VIDEO: Therapeutic refactoring and polishing of a feature.

Browse the code as it looked like at the end of the video and look at the complete diff of changes.

Retro

I feel like there is a tension between extending the codebase with new functionality versus keeping it clean.

I am still not sure how to integrate refactoring and design into an agile approach. It is supposed to be done in the background somehow while the main focus is delivering stories.

#6 Custom pipelines

There is only one hard coded pipeline. Make it possible to define more and trigger them from the CLI.

I started this story by working on extracting a database class. I figured, with a database, we can store multiple pipelines, and we can also store the logs so that we can show history of pipeline runs.

I made a video about this process:

VIDEO: I made a mistake when evolving the design of RLCI to support a database.

After working on the database for a while, I realized that I had designed it too much up front.

I reverted the speculative changes and instead committed to this story only.
-.-.-
## ASSIGNMENT 1
Summarize the excerpt on refactoring and custom pipelines in two sentences.
## ASSIGNMENT 2
Write the next part of the excerpt on refactoring and custom pipelines, picking up after its final sentence.
The lines after this point have no connection to the text above.

## Recorded data
-.-.-
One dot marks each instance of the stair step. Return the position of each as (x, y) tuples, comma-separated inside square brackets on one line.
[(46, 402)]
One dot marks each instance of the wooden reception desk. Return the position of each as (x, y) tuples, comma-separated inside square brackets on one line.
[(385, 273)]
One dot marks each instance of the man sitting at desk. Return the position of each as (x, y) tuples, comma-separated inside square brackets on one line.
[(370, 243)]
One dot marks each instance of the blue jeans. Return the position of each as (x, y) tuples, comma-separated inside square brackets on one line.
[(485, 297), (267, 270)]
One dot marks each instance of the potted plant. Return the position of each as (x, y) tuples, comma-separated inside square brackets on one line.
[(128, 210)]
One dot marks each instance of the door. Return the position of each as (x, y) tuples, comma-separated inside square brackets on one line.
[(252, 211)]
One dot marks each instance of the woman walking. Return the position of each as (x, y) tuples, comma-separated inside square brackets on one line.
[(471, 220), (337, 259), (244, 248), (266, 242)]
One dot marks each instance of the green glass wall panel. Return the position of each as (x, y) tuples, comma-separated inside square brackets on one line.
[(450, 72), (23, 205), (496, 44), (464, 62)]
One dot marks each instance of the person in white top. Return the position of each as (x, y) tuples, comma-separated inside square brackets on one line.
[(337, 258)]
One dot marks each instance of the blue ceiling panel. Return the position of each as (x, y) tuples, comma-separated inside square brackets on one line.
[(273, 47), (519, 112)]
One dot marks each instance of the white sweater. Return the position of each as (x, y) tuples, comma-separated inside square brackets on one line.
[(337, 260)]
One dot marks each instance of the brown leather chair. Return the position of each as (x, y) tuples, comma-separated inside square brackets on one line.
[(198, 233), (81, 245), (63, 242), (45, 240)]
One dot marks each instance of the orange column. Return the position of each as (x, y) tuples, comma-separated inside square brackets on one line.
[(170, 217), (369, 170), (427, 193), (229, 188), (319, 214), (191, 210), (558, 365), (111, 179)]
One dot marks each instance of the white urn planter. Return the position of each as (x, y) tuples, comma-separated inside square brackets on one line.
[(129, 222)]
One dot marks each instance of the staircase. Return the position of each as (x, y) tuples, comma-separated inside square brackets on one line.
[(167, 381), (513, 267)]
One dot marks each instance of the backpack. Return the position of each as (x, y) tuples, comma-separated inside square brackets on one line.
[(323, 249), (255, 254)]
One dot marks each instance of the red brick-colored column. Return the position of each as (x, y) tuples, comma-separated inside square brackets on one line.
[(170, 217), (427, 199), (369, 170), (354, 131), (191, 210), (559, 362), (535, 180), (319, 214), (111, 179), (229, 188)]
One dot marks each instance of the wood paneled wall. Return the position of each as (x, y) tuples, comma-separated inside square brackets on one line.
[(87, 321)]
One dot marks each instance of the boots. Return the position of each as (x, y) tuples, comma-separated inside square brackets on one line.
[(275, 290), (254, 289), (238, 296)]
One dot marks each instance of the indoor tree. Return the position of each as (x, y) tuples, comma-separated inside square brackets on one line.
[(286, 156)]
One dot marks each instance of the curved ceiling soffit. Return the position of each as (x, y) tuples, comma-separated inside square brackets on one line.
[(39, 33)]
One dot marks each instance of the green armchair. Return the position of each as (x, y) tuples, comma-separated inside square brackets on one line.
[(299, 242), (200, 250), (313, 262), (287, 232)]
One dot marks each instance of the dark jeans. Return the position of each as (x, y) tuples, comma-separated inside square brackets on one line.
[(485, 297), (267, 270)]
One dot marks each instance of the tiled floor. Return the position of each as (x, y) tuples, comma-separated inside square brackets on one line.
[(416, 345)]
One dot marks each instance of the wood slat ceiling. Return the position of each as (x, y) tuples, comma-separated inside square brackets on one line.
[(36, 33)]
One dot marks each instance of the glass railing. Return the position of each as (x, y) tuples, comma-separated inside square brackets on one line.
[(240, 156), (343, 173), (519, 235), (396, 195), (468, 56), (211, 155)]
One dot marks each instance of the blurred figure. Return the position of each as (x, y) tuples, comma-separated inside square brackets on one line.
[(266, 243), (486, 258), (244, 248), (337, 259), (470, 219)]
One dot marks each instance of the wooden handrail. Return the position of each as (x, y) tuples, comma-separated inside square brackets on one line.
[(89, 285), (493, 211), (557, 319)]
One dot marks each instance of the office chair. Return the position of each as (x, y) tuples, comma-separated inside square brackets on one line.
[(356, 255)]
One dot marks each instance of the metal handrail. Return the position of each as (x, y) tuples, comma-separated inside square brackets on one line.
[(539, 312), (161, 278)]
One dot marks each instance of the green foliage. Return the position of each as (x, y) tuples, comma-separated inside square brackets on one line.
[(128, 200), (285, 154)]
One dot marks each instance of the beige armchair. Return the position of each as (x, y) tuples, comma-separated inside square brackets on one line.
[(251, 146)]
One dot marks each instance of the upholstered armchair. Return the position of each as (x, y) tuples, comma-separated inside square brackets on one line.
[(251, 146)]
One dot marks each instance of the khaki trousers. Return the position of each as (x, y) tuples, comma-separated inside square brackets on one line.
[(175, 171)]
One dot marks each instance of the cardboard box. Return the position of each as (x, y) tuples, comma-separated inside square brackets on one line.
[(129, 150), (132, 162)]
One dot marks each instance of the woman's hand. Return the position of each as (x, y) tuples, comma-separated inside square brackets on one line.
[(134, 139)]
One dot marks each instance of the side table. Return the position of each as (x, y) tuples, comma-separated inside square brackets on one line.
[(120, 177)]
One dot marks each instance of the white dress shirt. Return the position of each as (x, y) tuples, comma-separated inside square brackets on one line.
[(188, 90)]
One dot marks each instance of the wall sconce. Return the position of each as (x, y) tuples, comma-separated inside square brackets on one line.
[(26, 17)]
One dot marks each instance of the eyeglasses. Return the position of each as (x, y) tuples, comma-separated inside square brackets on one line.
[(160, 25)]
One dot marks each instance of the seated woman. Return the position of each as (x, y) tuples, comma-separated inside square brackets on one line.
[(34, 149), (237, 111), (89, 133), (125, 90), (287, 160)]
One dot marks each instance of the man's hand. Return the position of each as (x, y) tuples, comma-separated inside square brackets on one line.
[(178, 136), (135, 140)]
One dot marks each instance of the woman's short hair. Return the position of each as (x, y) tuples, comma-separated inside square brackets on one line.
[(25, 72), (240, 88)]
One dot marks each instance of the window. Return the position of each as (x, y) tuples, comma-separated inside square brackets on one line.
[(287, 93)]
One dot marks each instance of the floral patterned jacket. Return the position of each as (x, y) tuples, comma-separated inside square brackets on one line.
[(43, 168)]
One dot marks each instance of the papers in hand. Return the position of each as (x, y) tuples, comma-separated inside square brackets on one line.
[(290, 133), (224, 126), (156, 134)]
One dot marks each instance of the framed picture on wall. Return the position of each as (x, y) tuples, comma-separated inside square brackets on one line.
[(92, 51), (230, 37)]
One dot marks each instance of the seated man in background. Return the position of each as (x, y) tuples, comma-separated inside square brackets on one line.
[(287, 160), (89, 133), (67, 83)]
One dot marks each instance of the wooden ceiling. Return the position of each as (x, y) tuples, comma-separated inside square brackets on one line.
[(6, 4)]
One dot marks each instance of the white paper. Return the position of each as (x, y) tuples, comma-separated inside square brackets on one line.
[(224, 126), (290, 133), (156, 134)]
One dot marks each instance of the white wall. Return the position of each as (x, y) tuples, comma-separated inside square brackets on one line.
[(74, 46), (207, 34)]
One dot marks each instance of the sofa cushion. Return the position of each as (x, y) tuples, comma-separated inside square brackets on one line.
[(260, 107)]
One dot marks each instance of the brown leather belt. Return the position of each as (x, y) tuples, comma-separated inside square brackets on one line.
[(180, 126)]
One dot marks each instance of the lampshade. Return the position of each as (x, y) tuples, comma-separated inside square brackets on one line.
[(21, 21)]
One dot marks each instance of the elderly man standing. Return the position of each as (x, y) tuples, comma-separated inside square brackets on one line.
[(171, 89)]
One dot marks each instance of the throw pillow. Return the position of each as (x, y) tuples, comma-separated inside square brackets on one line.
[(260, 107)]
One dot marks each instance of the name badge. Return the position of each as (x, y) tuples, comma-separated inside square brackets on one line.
-.-.-
## ANSWER BOX 1
The author feels a tension between extending the codebase with new functionality and keeping it clean, and is unsure how to integrate refactoring and design into an agile approach. For the custom pipelines story, the author started extracting a database class to store multiple pipelines and logs, then realized it had been designed too much up front and reverted the speculative changes to commit to the story only.

## ANSWER BOX 2
The following tests prove that multiple pipelines can be triggered.

>>> RLCIApp.run_in_test_mode(
...     args=["trigger", "rlci"]
... ).has("STDOUT", "Triggered RLCIPipeline")
True

>>> RLCIApp.run_in_test_mode(
...     args=["trigger", "test-pipeline"]
... ).has("STDOUT", "Triggered TEST-PIPELINE")
True

We still have to define the pipelines in the source code. Eventually though we should be able to store them in an external database instead. But that is for another story.

Browse the code as it looked like at the end of the story and look at the complete diff of changes.

#7 More realistic output

The pipeline currently writes its "report" to stdout. I imagine the CI-server having a web-front end to display its status. Therefore convert the stdout report to a HTML-file that can be served by a web server.

I made a video about the process of working on this story:

VIDEO: I did the simplest thing that could possibly work. Here's what happened.

I did the absolute minimal and simple thing that could possible work. Many more improvements can be made to the HTML report, but this is a first version.

Browse the code as it looked like at the end of the story and look at the complete diff of changes.

#8 Synchronize integrations

When I integrate my changes, and someone else is currently integrating, I have to wait for them to finish.

I made a video series about this change:

VIDEO: Converting RLCI to client/server architecture (part 1/3).

VIDEO: Converting RLCI to client/server architecture (part 2/3).

VIDEO: Converting RLCI to client/server architecture (part 3/3).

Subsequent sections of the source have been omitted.